Task item:
Rewrite the passage of the article on women's health funding starting with "Civil and Human Rights Coalition" and going on through "end of September.", with "Continuing Resolution" replaced by "spending bill".

Selected passage:
== == ==

Civil and Human Rights Coalition Defends Funding for Women’s Health Services

Categories: Health Care, News

The civil and human rights community is urging the Senate to vote down legislation that would cut all funding to Title X programs, which was passed by the House of Representatives today. The measure, sponsored by Rep. Mike Pence, R. Ind., is part of the FY2011 Continuing Resolution, which would fund the federal government through the end of September.

“Health care for all persons in the United States is a fundamental human right that should not be denied for ideological posturing,” said Wade Henderson, president and CEO of The Leadership Conference on Civil and Human Rights. “Senators from both parties must now act to protect family health for millions across the country.”

Title X of the Public Health Service Act, signed into law in 1970 by President Richard Nixon, provides vital health care services to millions of women and girls, particularly those with lower incomes and without health insurance.  These services include:

  • pelvic exams and Pap tests, important for early detection of cervical cancer;
  • breast exams and instruction on breast self-examination;
  • testing for high blood pressure, anemia, and diabetes;
  • screening and appropriate treatment for sexually transmitted infections; and
  • basic infertility screening.

In a letter to the House, The Leadership Conference called the amendment “a direct attack on women’s health care and the organizations that provide it,” like Planned Parenthood, which is the sole provider of Title X services in some states. Planned Parenthood is one of the more than 200 national organizations that are members of The Leadership Conference.

== == ==

(Source data)
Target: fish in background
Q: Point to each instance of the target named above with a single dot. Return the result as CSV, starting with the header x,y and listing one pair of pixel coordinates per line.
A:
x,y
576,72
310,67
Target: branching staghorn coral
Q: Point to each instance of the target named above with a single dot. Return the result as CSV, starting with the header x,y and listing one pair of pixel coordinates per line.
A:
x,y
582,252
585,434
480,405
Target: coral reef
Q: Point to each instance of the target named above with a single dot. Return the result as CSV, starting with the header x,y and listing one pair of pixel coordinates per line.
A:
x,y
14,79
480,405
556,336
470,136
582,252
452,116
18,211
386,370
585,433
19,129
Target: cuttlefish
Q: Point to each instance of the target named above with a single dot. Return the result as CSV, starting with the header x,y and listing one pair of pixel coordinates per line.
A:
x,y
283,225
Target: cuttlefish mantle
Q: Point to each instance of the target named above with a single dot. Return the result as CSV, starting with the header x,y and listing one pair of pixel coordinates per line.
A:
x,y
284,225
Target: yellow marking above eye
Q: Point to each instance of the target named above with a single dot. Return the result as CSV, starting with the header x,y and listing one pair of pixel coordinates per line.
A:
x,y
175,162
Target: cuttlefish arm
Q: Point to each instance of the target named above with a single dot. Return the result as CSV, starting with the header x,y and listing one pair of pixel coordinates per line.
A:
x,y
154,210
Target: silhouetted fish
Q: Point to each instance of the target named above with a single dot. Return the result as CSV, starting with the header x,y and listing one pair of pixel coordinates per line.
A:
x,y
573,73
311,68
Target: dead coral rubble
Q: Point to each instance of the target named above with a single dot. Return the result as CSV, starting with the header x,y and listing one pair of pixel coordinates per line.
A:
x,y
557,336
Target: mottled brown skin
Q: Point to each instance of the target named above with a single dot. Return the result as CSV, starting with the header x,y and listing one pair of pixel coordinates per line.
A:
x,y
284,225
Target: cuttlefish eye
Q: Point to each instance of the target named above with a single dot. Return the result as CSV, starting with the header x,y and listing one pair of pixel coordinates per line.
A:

== == ==

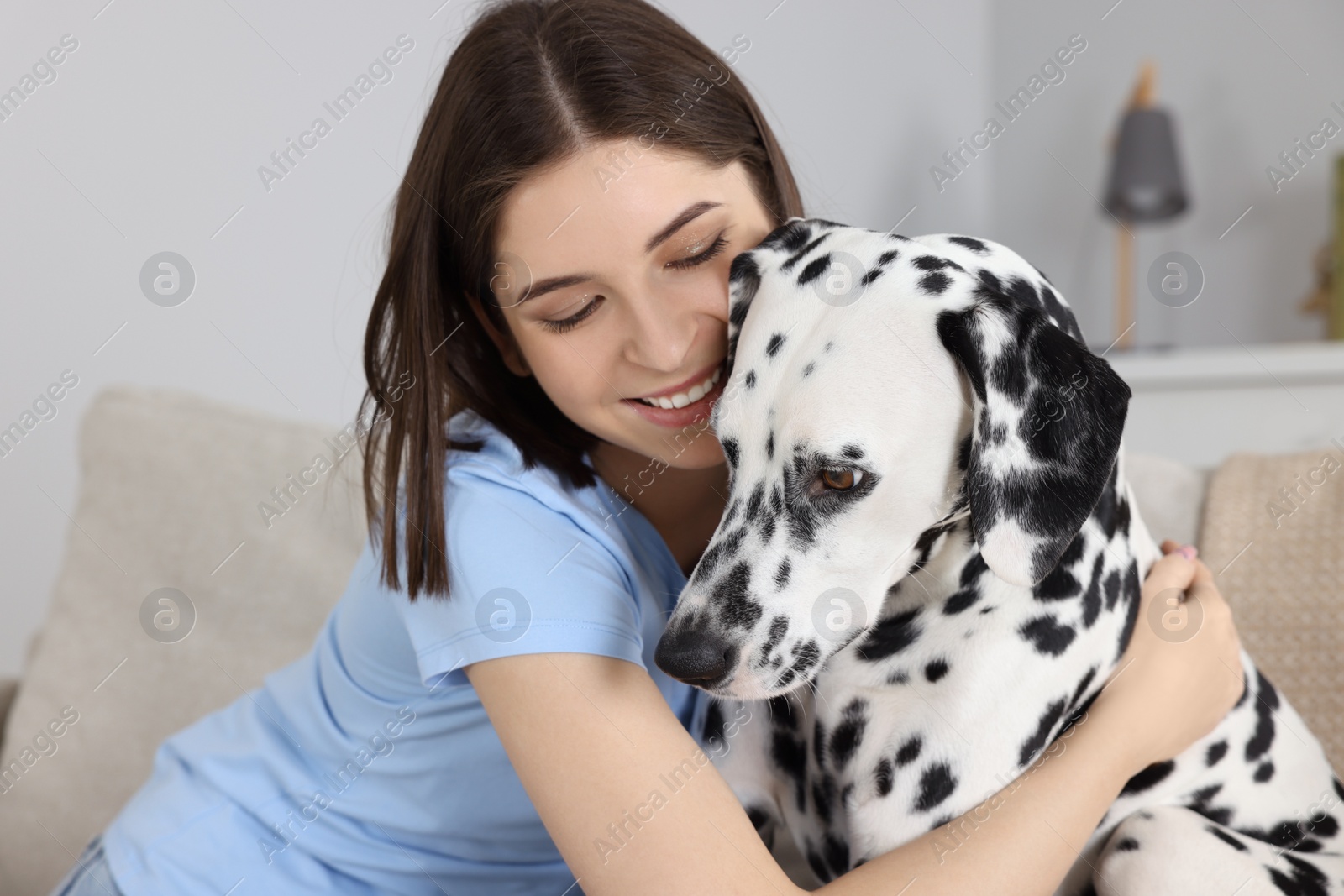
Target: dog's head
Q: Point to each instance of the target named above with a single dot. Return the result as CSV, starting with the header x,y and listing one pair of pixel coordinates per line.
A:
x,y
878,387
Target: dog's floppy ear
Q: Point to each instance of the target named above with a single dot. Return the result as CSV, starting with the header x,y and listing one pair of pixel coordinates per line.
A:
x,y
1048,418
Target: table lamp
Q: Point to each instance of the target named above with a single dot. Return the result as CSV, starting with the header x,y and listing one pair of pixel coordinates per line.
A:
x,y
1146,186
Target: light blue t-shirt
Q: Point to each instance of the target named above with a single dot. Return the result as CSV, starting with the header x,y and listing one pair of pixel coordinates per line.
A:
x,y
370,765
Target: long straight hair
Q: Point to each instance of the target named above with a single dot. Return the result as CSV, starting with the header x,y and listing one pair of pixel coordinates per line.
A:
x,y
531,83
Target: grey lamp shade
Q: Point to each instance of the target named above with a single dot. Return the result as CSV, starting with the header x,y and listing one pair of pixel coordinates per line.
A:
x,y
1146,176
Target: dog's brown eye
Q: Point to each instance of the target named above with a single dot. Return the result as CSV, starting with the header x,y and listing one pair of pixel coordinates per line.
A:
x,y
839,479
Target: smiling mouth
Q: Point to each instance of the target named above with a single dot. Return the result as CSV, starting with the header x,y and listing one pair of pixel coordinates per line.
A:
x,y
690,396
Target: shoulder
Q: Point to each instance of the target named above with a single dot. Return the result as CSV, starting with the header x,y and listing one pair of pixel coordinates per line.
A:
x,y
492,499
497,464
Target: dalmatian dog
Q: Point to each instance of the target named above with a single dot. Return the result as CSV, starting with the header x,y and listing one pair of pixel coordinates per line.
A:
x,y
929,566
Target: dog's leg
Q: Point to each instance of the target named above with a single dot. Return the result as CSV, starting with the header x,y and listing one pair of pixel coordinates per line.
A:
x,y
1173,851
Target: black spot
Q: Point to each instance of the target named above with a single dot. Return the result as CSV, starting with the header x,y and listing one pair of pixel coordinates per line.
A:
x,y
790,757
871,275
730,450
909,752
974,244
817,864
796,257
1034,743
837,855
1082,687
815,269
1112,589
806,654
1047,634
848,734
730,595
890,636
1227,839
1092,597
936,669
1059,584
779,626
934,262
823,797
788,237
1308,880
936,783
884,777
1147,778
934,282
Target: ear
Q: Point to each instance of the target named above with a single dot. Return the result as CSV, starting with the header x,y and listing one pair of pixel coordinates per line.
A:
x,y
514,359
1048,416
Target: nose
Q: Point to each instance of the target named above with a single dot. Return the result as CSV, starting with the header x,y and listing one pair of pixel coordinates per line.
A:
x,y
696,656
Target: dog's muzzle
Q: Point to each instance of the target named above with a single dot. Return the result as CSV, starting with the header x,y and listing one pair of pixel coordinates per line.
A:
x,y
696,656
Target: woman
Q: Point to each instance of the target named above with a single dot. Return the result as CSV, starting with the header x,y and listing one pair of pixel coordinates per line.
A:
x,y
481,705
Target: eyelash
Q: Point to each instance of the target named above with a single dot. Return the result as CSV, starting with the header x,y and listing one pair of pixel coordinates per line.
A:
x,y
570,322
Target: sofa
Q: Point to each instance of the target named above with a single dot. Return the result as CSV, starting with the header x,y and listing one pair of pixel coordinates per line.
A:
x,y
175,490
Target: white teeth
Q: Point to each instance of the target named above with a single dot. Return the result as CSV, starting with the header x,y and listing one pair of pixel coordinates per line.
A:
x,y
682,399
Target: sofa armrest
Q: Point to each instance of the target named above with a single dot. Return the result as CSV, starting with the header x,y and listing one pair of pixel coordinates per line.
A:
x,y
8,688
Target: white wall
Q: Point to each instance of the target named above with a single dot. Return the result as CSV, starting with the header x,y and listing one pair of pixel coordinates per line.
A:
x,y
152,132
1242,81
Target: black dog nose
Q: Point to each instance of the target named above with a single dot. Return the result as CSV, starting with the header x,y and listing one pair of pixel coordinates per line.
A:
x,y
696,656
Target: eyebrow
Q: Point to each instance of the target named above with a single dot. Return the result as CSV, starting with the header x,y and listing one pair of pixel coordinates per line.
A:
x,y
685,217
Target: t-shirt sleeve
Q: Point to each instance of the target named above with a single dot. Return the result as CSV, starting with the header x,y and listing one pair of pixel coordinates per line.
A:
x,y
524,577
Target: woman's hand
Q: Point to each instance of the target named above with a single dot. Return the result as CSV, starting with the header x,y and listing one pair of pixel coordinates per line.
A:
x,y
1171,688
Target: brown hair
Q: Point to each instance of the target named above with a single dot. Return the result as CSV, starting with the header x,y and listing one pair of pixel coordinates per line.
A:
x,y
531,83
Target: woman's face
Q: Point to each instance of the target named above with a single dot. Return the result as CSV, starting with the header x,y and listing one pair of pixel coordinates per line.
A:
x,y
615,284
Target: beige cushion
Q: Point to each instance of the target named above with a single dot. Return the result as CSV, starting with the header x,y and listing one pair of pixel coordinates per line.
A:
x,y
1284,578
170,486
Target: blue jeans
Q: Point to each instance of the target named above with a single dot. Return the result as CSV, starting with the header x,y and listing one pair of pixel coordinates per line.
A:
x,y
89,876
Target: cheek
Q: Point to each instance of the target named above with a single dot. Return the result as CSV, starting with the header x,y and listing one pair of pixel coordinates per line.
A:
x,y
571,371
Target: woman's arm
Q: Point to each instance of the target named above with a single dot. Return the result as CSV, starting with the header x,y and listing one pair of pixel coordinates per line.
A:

== == ==

Output of the exercise:
Civil and Human Rights Coalition Defends Funding for Women’s Health Services

Categories: Health Care, News

The civil and human rights community is urging the Senate to vote down legislation that would cut all funding to Title X programs, which was passed by the House of Representatives today. The measure, sponsored by Rep. Mike Pence, R. Ind., is part of the FY2011 spending bill, which would fund the federal government through the end of September.